* Your objective *
Give, as a bare number, the count of lines below that contain "metal".

---- Data provided

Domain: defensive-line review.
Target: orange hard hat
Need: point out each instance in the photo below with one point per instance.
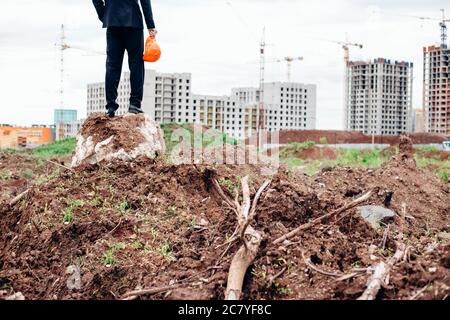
(152, 51)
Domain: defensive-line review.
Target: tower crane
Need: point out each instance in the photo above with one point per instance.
(346, 46)
(262, 67)
(289, 61)
(442, 22)
(62, 47)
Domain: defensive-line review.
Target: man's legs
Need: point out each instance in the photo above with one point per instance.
(115, 52)
(134, 43)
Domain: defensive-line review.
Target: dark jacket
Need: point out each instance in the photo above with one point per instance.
(124, 13)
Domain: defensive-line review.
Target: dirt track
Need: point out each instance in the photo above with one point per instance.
(147, 224)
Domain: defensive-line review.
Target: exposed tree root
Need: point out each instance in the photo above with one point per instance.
(17, 199)
(250, 238)
(381, 273)
(308, 225)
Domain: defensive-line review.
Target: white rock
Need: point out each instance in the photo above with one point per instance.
(89, 152)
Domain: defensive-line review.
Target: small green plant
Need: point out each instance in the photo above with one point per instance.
(109, 257)
(166, 251)
(6, 175)
(231, 185)
(153, 233)
(95, 202)
(28, 174)
(171, 211)
(68, 212)
(124, 207)
(443, 174)
(68, 215)
(59, 148)
(282, 290)
(137, 245)
(192, 224)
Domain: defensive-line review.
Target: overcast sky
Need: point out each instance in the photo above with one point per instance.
(215, 41)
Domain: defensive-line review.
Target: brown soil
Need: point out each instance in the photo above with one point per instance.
(122, 128)
(18, 172)
(346, 137)
(148, 224)
(311, 153)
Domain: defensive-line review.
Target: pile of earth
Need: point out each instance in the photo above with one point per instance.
(310, 153)
(20, 172)
(148, 224)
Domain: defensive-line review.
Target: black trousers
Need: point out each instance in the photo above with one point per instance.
(118, 40)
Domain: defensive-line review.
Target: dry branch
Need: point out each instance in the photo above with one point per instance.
(134, 294)
(250, 238)
(60, 165)
(381, 272)
(308, 225)
(17, 199)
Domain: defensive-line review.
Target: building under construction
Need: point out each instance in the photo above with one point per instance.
(19, 137)
(436, 89)
(379, 97)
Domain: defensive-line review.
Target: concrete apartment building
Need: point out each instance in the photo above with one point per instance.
(379, 97)
(418, 121)
(168, 98)
(436, 89)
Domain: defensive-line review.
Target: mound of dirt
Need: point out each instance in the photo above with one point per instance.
(122, 226)
(126, 138)
(311, 153)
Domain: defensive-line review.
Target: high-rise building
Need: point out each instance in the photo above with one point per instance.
(436, 89)
(64, 116)
(379, 97)
(418, 121)
(168, 98)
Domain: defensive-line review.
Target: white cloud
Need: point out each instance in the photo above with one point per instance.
(217, 43)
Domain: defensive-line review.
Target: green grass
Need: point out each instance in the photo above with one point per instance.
(68, 212)
(366, 158)
(6, 175)
(57, 149)
(438, 167)
(214, 137)
(109, 257)
(166, 251)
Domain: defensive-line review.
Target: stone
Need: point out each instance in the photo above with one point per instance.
(125, 138)
(376, 215)
(16, 296)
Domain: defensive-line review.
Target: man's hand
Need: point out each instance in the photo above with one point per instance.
(152, 32)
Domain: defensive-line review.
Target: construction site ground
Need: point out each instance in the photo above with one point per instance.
(149, 224)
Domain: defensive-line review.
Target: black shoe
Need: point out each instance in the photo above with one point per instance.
(110, 113)
(135, 110)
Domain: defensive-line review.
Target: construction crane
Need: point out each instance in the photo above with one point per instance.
(289, 61)
(442, 22)
(262, 111)
(62, 47)
(346, 46)
(262, 67)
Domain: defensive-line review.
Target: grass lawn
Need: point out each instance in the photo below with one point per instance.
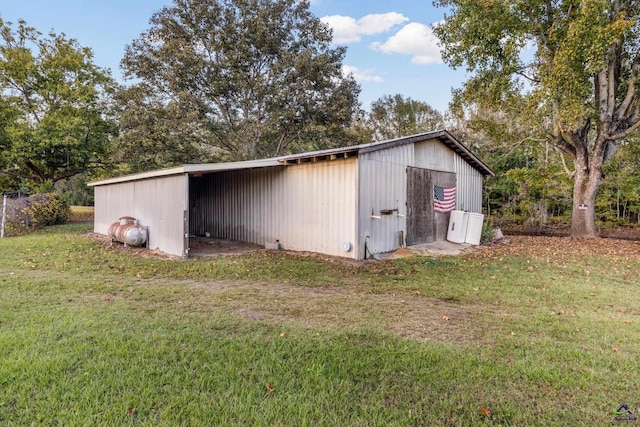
(539, 331)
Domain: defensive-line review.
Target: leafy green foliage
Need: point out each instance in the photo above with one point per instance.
(233, 80)
(566, 71)
(35, 212)
(53, 110)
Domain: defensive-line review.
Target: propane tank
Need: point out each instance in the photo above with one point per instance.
(127, 231)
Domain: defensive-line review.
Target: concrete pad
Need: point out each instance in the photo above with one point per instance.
(440, 248)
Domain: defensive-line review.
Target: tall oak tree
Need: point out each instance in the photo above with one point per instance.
(243, 79)
(568, 68)
(53, 106)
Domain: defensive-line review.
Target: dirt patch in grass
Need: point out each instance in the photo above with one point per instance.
(409, 315)
(559, 246)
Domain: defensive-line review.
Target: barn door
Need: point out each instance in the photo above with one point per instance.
(423, 224)
(420, 227)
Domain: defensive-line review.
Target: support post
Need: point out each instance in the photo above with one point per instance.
(4, 215)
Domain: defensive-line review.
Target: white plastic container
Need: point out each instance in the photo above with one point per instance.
(474, 228)
(457, 226)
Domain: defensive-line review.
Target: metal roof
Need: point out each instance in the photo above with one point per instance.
(312, 156)
(191, 169)
(443, 135)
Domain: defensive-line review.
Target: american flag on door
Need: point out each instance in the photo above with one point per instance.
(444, 199)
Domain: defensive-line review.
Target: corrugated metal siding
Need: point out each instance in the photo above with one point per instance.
(157, 203)
(383, 185)
(308, 207)
(468, 187)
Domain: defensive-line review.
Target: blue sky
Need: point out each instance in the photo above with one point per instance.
(390, 48)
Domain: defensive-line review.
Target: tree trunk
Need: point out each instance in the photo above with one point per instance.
(585, 187)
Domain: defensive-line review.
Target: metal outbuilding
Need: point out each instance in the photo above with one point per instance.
(373, 197)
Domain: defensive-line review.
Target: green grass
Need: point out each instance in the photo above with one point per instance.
(90, 335)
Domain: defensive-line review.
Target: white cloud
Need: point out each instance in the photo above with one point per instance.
(413, 39)
(362, 75)
(349, 30)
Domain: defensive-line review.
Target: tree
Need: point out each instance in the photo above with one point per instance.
(567, 68)
(394, 117)
(244, 78)
(53, 113)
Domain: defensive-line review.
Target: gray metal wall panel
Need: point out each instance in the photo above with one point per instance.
(434, 155)
(469, 187)
(383, 185)
(157, 203)
(112, 202)
(307, 207)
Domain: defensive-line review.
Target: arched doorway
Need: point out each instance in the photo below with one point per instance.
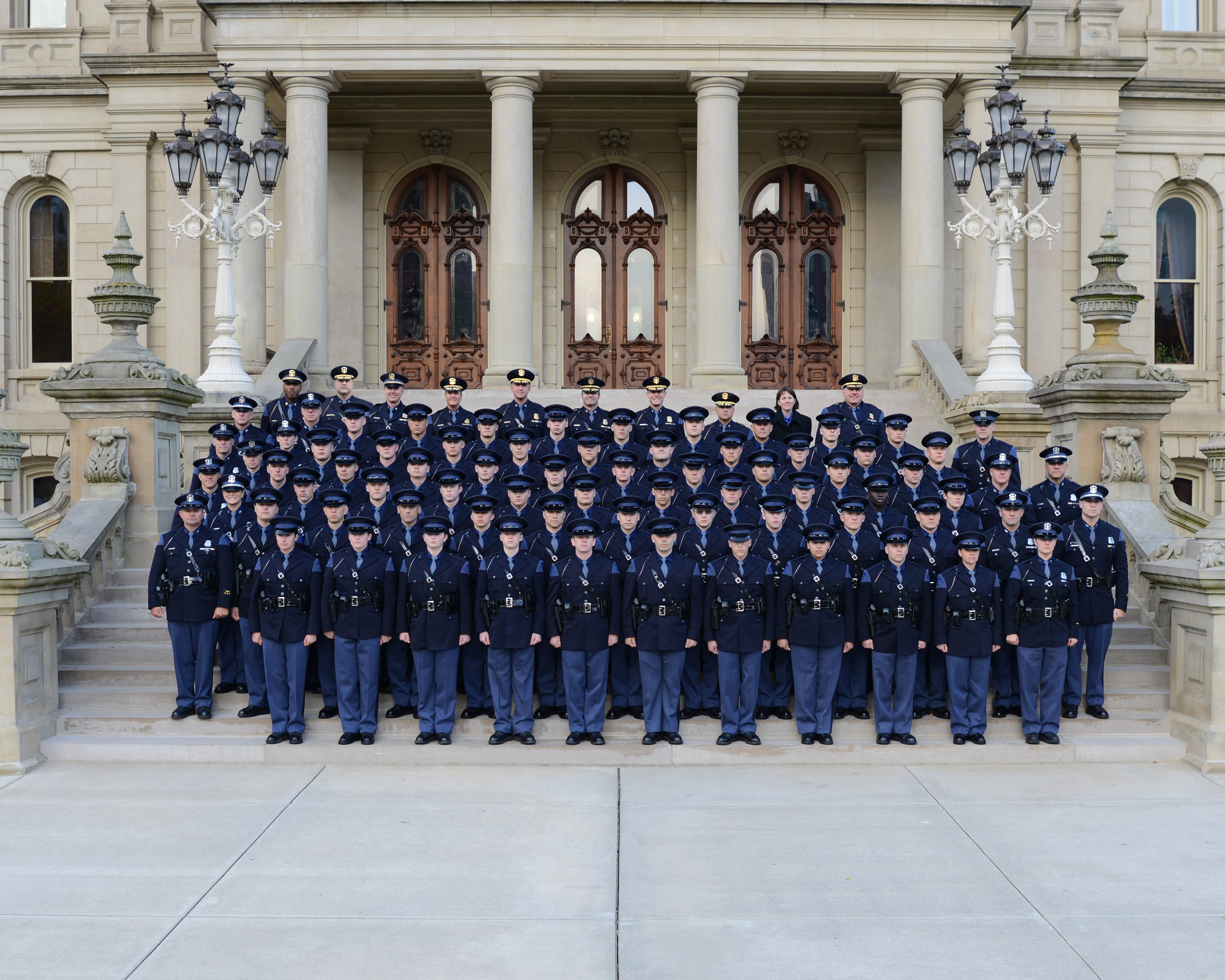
(792, 281)
(614, 282)
(437, 295)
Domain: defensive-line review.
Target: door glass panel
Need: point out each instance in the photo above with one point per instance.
(589, 295)
(816, 297)
(591, 198)
(412, 297)
(765, 296)
(767, 200)
(464, 296)
(641, 295)
(636, 198)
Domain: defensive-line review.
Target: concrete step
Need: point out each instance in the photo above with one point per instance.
(400, 750)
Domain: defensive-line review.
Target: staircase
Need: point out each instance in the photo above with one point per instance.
(117, 693)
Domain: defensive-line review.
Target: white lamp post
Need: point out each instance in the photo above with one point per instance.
(227, 168)
(1003, 168)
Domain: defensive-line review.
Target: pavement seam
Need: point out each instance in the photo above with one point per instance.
(228, 869)
(1004, 875)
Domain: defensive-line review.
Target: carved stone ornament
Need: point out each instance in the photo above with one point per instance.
(1121, 461)
(108, 459)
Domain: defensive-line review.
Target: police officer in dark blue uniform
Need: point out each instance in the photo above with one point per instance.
(192, 586)
(895, 623)
(510, 596)
(585, 623)
(284, 614)
(1041, 612)
(1099, 554)
(968, 627)
(434, 618)
(739, 611)
(360, 614)
(662, 618)
(815, 622)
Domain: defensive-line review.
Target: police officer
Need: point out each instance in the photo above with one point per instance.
(434, 617)
(284, 613)
(358, 613)
(584, 623)
(1041, 612)
(895, 623)
(192, 586)
(739, 611)
(815, 609)
(510, 596)
(1098, 553)
(662, 618)
(968, 628)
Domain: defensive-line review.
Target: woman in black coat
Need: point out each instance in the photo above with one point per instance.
(787, 418)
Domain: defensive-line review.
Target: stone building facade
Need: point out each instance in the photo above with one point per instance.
(742, 194)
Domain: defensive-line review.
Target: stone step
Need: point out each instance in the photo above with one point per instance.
(400, 750)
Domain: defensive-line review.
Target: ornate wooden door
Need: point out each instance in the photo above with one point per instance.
(437, 313)
(792, 281)
(613, 298)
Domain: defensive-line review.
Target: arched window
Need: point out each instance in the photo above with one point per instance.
(437, 279)
(1177, 287)
(50, 284)
(792, 287)
(613, 319)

--------

* Answer box *
4